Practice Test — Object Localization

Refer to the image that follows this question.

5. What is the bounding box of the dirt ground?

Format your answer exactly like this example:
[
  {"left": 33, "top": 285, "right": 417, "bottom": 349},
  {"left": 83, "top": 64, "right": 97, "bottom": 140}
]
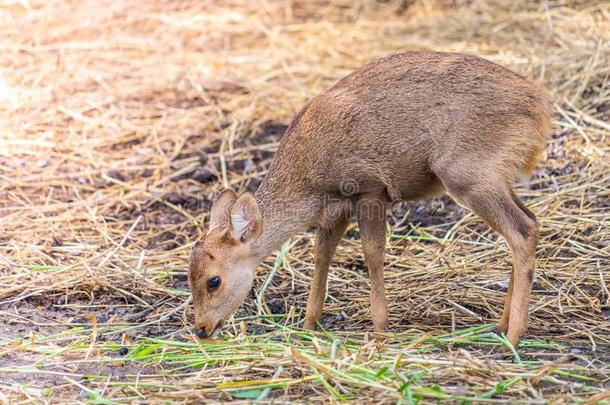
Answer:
[{"left": 0, "top": 0, "right": 610, "bottom": 403}]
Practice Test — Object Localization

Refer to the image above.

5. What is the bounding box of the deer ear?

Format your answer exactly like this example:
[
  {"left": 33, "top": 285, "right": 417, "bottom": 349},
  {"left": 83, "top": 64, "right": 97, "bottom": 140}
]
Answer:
[
  {"left": 208, "top": 189, "right": 237, "bottom": 232},
  {"left": 231, "top": 193, "right": 263, "bottom": 243}
]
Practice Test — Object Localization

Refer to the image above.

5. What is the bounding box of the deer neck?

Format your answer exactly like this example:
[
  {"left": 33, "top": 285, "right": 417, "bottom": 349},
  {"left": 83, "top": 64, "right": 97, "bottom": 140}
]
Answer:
[{"left": 253, "top": 176, "right": 320, "bottom": 261}]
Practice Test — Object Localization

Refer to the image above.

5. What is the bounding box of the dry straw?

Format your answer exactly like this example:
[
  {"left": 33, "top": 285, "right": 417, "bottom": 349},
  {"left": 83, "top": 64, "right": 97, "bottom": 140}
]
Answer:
[{"left": 0, "top": 0, "right": 610, "bottom": 403}]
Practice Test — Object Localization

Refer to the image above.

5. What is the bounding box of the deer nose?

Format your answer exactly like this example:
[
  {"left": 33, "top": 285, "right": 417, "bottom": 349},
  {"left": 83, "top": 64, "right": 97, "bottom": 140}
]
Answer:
[{"left": 195, "top": 326, "right": 208, "bottom": 339}]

------

§ Aufgabenstellung: Nenne jede Zeile der Einträge oben, die das Wort „What“ enthält. Achte dabei auf Groß- und Kleinschreibung.

§ Gelöste Aufgabe:
5. What is the bounding box of the dirt ground?
5. What is the bounding box of the deer ear?
5. What is the bounding box of the deer neck?
5. What is the bounding box of the dry straw?
5. What is the bounding box of the deer nose?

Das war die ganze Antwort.